Five babies in England have died after being diagnoses with whooping cough, as cases continue to rise.

More than 2,700 whooping cough cases have been reported across England so far in 2024 – more than three times the number recorded in the whole of last year.

New UK Health Security Agency (UKHSA) figures show there were 2,793 cases reported to the end of March.

That compares to 858 cases for the whole of 2023.

Health officials have noted a rapid rise in cases across the country, as the UKHSA said between January and the end of March, there have been five infant deaths.

UKHSA consultant epidemiologist Dr Gayatri Amirthalingam said: “Whooping cough can affect people of all ages, but for very young babies it can be extremely serious.

“Our thoughts and condolences are with those families who have so tragically lost their baby.”

In March alone, 1,319 cases were reported, according to the provisional data.

The bacterial infection, also known as pertussis, affects the lungs and breathing tubes.

Whooping cough can be called the “100-day cough” because of how long it can take to recover from it, and it spreads very easily.

What is Whooping cough?

The NHS reports that Whooping cough (pertussis) is a bacterial infection of the lungs and breathing tubes.

The infection can spread very easily and can lead to serious problems.

This is why the health service urges the public to get their babies and children vaccinated against it.

You can also get Whooping cough if you are an older child or an adult because neither vaccination nor infection can provide lifelong immunity.

What are the first signs of Whooping cough?

The NHS notes that the first symptoms of Whooping cough often appear like a cold.

These include a runny nose and a sore throat – but you should note that a high temperature is uncommon.

The health service then advises that after a week, the symptoms evolve into coughing bouts which last for a few minutes and are usually worse at night.

Other tell-tale signs include a “whoop” sound which can be heard in the gasp for air between coughs. This is more prevalent among babies rather than adults.

The Bolton News: The NHS says that the cough can last for several weeks or months. ( Getty Images)The NHS says that the cough can last for several weeks or months. ( Getty Images) (Image: Getty Images)

▶ [Given entries]:
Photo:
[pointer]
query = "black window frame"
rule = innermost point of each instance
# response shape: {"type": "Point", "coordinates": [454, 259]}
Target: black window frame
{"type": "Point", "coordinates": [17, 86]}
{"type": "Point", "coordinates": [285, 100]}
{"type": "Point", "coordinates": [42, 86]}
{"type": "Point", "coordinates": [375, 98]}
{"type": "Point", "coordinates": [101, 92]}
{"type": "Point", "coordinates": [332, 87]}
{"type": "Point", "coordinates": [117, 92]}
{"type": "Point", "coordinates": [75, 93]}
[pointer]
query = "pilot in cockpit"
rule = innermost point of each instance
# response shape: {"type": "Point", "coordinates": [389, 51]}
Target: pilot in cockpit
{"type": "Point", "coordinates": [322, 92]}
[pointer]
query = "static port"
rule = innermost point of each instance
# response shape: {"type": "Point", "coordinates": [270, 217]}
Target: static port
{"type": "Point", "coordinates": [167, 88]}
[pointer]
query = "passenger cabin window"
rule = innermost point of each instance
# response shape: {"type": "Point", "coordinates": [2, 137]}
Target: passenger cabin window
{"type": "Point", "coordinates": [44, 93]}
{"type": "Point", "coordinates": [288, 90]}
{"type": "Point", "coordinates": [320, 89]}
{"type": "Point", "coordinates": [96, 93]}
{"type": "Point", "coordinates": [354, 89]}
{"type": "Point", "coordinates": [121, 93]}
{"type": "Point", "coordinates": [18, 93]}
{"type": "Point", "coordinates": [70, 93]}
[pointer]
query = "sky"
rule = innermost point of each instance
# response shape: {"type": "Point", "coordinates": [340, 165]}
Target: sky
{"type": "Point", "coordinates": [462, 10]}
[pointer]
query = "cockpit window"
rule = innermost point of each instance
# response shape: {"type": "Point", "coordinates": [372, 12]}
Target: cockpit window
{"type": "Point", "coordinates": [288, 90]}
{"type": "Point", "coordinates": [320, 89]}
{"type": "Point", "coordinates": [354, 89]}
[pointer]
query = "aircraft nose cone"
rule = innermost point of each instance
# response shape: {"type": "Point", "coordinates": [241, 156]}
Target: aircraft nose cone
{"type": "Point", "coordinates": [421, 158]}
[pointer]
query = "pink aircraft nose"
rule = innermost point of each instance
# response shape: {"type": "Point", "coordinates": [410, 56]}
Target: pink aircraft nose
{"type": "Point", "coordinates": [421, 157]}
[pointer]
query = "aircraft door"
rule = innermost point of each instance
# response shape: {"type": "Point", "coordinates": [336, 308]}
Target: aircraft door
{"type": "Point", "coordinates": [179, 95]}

▶ [Instructions]:
1 - Summarize the whooping cough article in two sentences.
2 - According to the whooping cough article, how many cases were reported in March alone?
The records are separate material and have nothing to do with the article.

▶ [Solutions to the problems]:
1 - England recorded 2,793 whooping cough cases up to the end of March 2024, compared with 858 for all of 2023, and five babies died between January and the end of March. Whooping cough, or pertussis, is a bacterial infection of the lungs and breathing tubes that spreads very easily and often starts like a cold before turning into coughing bouts.

2 - 1,319 cases were reported in March alone.